[Opening Input section]
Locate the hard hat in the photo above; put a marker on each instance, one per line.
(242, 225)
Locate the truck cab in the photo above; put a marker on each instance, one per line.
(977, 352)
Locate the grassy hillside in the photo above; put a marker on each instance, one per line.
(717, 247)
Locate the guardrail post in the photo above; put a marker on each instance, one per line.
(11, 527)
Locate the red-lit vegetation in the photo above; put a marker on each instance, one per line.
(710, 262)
[Closing Input section]
Return the lines above, from the one containing "Locate the guardrail" to the end, exactly as they stand.

### Completed task
Locate the guardrail post in the photo above; put a marker on each instance, one per line.
(11, 527)
Locate the red-lit vegetation in the photo above; put a marker on each instance, one per line.
(710, 262)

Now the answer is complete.